— REQUIREMENTS —
(a) According to the excerpt on Eedris Abdulkareem's albums, in what year did he release Nothing but the Truth?
(b) In the rows, switch "glass wall" to "mirror wall" in the part that opens with the line containing "dumbbell with a single point, one per instance." and closes with the end of the rows, and give back only that part with nothing else changed.
-- start DOCUMENT EXCERPT --
In The King is Back album of 2007, Eedris chronicled his travails in the hands of Obasanjo's government and industry dealers and concert promoters who blacklisted him for standing up for the truth in "Koleyewon" and other songs.

He followed that up with Unfinished Business in 2010.

He released a sequel to "Jaga Jaga" in January 2012 during the Occupy Nigeria protest against the lifting of fuel subsidies.

He has also performed on tracks by other artists including "Bad Guy Baller" featuring Mode 9 and VTEK, Klever J's "Igborotidaru" Oba Mmega and Cecil's "I am Afrika".

Known as a social crusader and rights activist in Nigeria, noted for using his music to make his voice heard loud and clear, Abdulkareem released his sixth studio album titled Nothing but the Truth in 2020.

The 20 track album takes a swipe at the ever recurring bad governance and social ills in Nigeria.
-- end DOCUMENT EXCERPT --
-- start SUPPLIED MATERIAL --
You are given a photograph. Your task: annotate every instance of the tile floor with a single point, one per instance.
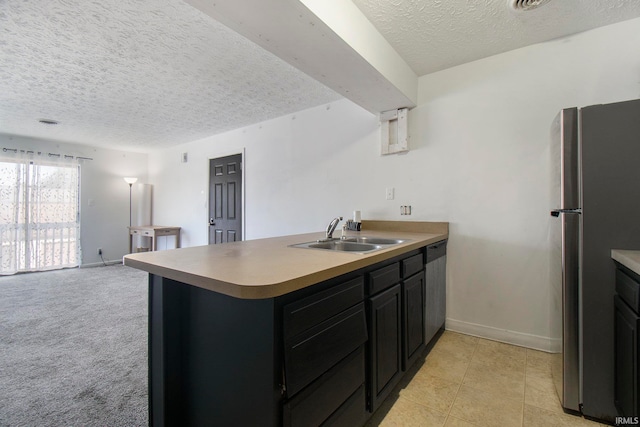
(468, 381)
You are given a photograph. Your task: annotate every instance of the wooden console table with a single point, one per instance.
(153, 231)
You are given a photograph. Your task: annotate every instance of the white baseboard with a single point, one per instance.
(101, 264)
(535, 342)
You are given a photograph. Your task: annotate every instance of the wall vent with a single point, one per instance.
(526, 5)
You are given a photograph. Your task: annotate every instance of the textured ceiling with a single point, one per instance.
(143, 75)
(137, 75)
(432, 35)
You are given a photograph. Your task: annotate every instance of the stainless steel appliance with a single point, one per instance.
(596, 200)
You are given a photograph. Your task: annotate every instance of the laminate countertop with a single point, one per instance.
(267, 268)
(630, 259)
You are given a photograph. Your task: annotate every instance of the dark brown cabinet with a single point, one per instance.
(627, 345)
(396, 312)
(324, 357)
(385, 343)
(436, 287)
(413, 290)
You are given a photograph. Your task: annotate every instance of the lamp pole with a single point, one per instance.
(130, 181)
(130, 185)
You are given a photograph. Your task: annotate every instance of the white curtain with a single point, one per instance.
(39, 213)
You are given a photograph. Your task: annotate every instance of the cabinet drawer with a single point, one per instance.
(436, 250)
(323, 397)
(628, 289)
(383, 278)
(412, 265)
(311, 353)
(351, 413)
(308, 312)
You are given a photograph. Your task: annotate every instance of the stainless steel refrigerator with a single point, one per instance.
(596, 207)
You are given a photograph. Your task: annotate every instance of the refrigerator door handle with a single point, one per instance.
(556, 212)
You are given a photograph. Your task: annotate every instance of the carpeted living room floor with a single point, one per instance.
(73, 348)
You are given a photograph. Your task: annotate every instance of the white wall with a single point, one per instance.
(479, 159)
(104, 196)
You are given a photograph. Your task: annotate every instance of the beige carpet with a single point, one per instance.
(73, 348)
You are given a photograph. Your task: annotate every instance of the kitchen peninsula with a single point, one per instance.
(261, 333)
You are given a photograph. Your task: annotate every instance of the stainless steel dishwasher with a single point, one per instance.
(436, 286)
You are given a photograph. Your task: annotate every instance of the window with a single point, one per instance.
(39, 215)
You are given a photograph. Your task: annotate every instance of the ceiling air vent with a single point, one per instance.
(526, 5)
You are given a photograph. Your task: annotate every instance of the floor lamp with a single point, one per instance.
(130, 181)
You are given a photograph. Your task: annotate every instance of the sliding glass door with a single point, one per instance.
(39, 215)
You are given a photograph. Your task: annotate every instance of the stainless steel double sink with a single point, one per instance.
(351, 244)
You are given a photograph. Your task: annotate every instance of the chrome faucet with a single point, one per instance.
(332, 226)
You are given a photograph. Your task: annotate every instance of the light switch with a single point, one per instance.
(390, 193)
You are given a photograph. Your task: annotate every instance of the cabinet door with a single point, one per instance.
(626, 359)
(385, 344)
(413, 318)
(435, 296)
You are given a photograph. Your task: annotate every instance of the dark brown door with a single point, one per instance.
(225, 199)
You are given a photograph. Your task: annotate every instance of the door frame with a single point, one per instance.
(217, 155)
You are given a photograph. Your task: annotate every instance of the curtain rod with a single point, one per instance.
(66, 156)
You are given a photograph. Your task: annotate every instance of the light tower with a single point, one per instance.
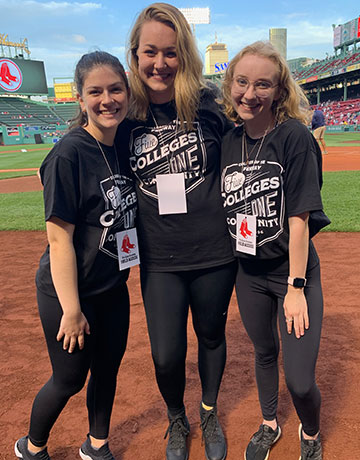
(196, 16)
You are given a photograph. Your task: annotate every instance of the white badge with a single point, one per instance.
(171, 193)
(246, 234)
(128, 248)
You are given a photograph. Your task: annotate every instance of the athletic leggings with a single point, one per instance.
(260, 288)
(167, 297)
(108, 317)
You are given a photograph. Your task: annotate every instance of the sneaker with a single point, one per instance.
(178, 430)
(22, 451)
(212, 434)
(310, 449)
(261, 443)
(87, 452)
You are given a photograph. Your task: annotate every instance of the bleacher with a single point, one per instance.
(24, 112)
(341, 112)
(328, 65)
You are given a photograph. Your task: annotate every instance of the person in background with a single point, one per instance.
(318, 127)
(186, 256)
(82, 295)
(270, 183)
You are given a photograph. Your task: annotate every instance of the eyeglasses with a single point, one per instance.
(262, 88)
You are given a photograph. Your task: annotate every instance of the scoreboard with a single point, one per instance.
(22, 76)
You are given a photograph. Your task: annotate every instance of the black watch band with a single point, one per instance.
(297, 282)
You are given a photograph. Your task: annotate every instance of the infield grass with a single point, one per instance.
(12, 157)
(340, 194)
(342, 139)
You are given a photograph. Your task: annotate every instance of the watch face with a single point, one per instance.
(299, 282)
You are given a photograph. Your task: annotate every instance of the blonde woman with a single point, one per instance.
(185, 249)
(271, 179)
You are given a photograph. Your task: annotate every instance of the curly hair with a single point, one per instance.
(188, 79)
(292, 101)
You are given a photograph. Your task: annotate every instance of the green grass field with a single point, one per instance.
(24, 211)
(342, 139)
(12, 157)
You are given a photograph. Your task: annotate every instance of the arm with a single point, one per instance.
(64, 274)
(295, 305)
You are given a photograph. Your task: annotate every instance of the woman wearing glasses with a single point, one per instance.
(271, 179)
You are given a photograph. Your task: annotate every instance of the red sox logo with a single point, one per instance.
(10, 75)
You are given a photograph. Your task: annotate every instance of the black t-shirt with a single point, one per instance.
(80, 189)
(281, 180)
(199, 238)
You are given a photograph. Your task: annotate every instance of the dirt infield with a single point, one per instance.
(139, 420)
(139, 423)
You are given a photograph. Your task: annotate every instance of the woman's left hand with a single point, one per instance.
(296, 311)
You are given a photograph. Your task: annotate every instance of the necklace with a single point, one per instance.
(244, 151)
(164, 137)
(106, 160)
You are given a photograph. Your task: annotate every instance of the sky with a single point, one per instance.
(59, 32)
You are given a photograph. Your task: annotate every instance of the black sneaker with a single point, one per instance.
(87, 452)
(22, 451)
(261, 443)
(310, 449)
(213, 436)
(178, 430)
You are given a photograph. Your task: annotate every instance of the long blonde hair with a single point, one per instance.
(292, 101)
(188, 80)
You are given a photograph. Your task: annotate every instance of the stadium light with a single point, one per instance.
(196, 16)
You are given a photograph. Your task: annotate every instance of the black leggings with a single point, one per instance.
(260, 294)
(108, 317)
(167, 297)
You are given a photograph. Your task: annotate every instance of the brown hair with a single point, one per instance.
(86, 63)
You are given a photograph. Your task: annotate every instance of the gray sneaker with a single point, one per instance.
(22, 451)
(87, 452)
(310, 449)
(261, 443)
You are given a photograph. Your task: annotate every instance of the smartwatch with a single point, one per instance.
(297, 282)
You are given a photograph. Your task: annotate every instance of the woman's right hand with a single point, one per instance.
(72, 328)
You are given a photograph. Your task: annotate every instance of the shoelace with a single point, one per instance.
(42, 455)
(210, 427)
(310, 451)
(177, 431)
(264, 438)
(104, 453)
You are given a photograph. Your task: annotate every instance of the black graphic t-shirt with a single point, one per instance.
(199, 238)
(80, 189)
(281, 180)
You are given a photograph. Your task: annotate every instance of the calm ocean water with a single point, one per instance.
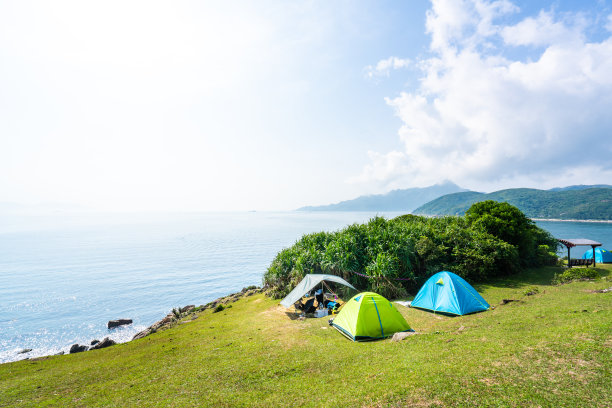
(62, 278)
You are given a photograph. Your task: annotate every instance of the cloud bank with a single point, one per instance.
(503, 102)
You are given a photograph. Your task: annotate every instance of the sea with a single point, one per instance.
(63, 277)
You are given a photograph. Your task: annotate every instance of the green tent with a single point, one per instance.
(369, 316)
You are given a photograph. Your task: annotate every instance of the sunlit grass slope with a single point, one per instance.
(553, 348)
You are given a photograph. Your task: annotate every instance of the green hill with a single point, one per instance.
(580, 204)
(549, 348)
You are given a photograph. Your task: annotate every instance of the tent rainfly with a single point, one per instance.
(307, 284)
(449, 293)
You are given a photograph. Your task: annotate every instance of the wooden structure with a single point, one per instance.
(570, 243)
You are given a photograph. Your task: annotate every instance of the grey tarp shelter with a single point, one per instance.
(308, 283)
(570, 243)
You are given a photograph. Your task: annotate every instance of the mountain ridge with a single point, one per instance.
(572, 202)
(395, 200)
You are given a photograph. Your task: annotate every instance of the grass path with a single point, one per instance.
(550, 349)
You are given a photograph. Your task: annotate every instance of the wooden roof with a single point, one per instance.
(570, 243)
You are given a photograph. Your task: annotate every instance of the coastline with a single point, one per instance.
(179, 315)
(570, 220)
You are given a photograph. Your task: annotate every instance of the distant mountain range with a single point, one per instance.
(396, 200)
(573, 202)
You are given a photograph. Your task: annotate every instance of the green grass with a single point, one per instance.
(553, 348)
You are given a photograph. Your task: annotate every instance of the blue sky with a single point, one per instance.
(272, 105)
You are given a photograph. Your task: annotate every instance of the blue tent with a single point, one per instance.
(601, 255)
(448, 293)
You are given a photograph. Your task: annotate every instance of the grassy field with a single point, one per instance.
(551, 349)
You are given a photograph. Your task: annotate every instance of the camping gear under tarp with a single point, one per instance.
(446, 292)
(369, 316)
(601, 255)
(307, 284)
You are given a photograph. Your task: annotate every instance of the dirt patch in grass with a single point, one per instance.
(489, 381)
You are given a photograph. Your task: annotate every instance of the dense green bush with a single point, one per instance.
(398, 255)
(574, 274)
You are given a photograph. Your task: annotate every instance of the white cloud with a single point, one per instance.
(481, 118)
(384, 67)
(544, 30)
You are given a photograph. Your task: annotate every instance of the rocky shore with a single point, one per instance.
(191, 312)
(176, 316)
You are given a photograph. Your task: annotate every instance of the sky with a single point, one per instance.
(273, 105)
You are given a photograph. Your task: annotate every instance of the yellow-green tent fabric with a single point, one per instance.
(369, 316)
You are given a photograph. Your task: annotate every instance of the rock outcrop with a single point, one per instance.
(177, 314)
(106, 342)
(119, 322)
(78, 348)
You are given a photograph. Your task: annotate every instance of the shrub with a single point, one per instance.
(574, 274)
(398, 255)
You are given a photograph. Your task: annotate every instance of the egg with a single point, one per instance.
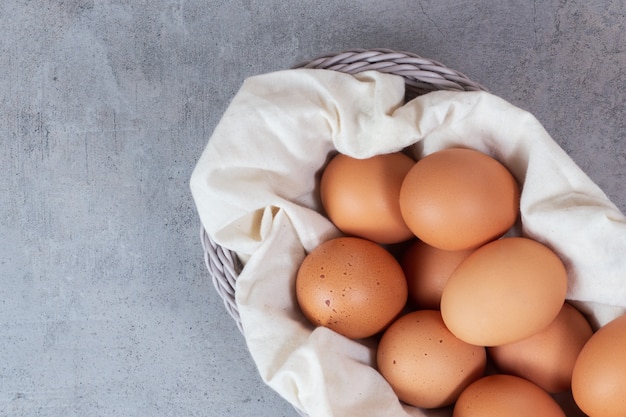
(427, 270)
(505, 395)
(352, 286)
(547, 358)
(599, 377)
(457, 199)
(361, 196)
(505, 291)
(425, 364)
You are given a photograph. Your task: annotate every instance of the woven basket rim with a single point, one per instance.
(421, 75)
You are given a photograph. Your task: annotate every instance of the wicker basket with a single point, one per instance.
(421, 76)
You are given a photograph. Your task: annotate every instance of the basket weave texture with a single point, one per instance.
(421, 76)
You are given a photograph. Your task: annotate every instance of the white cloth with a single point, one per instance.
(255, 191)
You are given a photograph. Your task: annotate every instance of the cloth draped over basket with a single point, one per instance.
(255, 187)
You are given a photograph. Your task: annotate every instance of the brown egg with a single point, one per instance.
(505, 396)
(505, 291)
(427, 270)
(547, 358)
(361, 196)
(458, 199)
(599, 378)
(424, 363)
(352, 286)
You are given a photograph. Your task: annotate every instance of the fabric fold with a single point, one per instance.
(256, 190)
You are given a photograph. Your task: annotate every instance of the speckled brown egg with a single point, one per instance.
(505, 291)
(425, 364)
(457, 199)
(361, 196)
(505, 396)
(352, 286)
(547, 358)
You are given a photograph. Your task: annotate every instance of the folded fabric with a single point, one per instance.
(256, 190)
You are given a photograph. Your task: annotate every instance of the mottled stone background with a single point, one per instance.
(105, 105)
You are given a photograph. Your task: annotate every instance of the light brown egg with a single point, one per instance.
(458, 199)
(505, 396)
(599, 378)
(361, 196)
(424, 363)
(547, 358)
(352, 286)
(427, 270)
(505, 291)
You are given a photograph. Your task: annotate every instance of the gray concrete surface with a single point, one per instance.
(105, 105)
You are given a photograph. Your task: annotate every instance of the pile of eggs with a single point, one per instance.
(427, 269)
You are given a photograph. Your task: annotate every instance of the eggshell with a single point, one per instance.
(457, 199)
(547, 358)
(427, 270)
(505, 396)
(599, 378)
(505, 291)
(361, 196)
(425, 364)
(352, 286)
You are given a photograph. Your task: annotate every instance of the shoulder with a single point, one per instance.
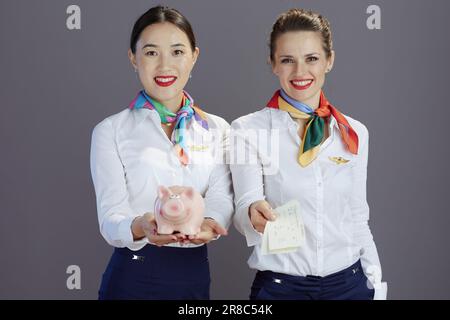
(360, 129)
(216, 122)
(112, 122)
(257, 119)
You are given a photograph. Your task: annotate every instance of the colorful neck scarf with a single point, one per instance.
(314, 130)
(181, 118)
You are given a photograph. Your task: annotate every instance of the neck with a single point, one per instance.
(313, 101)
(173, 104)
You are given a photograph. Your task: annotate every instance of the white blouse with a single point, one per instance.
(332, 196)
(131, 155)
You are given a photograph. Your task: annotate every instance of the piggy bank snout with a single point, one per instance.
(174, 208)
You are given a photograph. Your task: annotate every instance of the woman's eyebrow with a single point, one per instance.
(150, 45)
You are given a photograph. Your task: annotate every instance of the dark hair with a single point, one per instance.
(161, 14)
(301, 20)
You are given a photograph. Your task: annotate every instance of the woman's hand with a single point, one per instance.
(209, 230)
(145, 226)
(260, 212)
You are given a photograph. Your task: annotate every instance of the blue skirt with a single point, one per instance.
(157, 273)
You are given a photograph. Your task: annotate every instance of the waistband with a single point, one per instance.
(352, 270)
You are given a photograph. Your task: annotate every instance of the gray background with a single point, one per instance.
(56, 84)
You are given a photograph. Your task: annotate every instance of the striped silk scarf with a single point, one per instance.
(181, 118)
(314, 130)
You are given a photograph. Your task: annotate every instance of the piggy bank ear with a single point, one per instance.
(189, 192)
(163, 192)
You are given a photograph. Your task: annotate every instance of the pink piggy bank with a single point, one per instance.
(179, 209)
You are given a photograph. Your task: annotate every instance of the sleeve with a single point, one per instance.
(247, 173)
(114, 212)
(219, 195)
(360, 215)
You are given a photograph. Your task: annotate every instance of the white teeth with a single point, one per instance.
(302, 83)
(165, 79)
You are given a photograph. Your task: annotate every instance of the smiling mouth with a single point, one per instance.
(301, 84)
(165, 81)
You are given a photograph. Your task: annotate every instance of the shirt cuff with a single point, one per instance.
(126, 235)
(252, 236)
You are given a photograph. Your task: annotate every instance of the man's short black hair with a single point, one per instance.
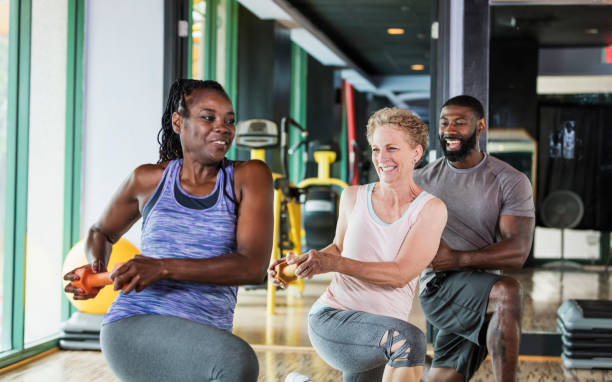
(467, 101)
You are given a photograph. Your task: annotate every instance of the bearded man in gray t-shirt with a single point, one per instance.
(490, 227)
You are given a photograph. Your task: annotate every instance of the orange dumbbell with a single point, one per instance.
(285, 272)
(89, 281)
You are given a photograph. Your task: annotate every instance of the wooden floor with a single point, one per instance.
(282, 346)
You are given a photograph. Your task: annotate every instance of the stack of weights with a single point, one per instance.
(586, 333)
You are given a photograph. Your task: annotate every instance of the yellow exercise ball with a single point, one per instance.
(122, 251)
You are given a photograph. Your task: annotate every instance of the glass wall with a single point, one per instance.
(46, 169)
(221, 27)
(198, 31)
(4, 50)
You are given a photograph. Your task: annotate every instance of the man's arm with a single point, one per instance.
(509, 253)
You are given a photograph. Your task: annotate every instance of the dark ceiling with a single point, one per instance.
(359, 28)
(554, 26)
-- end SUPPLIED MATERIAL --
— FULL SOLUTIONS —
(a) 2020

(b)
You are given a photograph. Your task: annotate every instance of the orange dumbbell with a single point, one per instance.
(285, 272)
(89, 281)
You are given a photograph. Your task: annotate every instance of the wooden floor with a single point, one per instance.
(282, 346)
You are given a photograph. Your task: annotate every instance of the stack of weights with a single point, one per instance.
(586, 333)
You are given a photograph. Your task: annotate every instance of the yellow exercise ball with a single point, one per instance.
(122, 251)
You are given a photograph. Your task: annotate every instance of the mirror wall with a single point, one per instance.
(46, 169)
(221, 27)
(198, 31)
(4, 50)
You are given a photograph. Your task: annotate every instance of the man's arm with a single point, one per instance.
(509, 253)
You are given a photograph. Your task: annotate every instance of the dark ceiling with a single point, one per instance.
(359, 28)
(554, 26)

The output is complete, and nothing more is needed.